[BEGIN Working data]

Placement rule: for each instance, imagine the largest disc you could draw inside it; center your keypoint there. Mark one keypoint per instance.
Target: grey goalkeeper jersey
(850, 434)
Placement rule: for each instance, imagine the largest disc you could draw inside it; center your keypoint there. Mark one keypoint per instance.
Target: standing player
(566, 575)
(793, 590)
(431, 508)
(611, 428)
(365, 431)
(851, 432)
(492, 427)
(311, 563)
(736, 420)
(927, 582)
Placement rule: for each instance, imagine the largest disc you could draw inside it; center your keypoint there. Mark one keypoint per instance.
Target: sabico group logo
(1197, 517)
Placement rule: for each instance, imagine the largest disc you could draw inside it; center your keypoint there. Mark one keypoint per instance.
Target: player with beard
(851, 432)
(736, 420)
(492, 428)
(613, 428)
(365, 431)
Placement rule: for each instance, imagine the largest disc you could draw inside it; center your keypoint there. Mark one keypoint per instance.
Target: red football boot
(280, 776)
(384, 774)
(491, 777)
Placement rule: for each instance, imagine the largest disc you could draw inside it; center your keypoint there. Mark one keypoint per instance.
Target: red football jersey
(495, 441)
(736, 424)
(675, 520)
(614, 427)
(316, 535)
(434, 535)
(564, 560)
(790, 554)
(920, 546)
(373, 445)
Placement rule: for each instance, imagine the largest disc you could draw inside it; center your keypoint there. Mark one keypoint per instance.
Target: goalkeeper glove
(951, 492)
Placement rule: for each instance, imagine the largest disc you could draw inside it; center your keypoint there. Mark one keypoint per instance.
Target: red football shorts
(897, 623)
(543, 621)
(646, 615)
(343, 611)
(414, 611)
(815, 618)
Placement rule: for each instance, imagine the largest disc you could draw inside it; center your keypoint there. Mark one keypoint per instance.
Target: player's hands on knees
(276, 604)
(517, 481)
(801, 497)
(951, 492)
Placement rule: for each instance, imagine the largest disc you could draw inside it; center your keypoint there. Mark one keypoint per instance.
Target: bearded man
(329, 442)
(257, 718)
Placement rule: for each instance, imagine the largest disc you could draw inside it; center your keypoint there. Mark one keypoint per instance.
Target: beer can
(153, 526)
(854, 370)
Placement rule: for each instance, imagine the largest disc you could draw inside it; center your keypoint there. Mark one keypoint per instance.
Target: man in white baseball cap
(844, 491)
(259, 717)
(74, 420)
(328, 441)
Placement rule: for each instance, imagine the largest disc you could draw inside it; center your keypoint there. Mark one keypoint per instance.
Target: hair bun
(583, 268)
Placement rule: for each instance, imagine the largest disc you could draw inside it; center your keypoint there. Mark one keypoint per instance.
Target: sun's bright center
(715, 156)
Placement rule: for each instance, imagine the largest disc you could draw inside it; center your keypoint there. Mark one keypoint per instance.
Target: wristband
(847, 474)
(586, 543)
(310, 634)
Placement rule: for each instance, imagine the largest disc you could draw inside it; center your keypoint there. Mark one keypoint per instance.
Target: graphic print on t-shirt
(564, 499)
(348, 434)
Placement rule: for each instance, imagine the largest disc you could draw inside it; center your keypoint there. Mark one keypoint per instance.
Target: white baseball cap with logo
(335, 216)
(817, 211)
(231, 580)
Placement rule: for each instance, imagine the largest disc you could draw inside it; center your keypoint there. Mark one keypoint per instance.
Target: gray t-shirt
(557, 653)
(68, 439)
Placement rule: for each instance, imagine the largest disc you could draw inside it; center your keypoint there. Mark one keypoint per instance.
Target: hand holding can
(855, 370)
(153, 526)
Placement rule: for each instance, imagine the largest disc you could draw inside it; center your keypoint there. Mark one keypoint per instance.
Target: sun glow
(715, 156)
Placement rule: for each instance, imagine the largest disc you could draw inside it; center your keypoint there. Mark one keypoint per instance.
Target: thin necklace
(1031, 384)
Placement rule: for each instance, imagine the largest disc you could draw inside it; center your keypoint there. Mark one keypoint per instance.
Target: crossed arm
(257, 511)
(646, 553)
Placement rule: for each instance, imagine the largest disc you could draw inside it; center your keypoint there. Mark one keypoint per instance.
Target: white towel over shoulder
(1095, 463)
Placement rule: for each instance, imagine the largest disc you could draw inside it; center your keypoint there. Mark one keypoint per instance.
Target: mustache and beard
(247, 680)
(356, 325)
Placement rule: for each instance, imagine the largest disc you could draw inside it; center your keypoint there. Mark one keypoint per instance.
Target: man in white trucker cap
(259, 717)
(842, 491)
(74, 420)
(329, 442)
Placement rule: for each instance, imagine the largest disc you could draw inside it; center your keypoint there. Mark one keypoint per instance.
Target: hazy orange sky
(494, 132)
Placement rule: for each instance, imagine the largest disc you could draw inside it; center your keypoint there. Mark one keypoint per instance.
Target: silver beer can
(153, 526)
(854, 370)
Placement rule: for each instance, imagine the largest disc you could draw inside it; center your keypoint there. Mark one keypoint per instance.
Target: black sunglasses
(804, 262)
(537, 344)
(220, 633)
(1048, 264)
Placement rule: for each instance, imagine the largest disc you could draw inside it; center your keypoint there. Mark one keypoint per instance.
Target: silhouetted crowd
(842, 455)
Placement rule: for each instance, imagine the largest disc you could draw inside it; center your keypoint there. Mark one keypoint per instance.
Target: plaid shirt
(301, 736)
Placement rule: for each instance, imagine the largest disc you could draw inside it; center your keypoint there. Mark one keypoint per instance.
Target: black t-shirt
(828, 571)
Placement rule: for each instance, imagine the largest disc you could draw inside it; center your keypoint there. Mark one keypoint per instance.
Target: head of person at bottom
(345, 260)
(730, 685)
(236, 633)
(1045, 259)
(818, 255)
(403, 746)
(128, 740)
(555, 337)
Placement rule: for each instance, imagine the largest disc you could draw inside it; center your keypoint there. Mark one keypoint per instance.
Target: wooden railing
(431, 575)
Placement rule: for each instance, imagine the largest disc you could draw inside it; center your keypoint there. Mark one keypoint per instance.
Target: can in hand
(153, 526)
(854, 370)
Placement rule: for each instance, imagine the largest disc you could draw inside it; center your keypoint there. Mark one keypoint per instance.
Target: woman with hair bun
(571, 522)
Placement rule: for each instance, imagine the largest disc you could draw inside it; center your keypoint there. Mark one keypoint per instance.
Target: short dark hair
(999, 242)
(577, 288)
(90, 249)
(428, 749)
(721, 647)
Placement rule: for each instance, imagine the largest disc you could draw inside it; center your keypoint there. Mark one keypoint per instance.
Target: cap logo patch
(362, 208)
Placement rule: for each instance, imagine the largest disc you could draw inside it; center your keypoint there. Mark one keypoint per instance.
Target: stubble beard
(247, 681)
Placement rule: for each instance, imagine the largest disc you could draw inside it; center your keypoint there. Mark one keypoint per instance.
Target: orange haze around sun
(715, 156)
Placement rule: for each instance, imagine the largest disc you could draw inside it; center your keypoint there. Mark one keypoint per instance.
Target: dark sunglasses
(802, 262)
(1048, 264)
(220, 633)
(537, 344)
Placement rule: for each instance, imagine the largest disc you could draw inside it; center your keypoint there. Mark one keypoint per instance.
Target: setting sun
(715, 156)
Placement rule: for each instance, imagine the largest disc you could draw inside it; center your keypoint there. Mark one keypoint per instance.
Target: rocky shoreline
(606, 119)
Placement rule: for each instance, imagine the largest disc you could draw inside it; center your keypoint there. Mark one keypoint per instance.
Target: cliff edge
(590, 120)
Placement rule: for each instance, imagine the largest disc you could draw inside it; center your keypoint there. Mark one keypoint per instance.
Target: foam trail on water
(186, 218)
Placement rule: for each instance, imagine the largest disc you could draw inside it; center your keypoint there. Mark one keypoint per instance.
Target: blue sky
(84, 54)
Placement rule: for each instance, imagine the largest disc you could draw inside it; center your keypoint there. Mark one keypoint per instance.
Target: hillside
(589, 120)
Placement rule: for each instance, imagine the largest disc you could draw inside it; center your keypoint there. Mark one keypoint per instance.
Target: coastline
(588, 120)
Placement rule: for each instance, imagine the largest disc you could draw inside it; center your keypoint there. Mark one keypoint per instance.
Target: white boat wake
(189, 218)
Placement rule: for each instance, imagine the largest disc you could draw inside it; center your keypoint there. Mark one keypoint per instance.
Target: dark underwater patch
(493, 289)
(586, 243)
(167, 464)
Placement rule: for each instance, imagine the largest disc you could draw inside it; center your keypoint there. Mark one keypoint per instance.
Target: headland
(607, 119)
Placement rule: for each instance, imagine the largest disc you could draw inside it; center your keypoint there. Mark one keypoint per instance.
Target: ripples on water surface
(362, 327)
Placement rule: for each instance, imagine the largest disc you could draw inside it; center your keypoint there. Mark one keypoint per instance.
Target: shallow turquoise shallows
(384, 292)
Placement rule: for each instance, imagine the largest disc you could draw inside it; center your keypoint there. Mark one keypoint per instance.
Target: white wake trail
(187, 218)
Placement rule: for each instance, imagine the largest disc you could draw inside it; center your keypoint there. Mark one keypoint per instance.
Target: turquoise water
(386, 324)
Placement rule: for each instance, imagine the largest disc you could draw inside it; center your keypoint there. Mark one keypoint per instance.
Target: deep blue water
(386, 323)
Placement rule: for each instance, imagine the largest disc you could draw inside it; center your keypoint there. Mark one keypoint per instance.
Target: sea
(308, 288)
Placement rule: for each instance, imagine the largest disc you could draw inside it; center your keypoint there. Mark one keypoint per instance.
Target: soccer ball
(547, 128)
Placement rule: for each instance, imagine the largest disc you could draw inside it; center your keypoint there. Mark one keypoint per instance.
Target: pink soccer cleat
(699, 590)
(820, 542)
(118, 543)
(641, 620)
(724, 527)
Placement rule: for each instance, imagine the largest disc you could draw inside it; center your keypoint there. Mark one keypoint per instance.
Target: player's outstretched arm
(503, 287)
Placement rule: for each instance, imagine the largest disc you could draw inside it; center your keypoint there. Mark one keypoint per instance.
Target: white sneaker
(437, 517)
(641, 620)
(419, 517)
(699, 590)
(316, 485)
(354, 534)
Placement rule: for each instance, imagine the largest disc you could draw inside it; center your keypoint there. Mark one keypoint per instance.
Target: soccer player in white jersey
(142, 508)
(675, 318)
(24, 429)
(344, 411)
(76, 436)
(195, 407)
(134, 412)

[END Working data]

### Requirement:
How many lines of the material above contain the string "beer"? Reply with the number alone.

### Written solution:
2